Rows of box annotation data:
** START **
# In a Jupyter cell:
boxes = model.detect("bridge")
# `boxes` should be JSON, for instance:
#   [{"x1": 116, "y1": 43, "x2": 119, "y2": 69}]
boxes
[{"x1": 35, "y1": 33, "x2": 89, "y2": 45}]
** END **
The exercise:
Copy the rows above word for word, keeping every line and its punctuation unchanged.

Task response:
# In a Jupyter cell:
boxes = model.detect("bridge")
# `boxes` should be JSON, for instance:
#   [{"x1": 116, "y1": 43, "x2": 119, "y2": 69}]
boxes
[{"x1": 35, "y1": 33, "x2": 89, "y2": 45}]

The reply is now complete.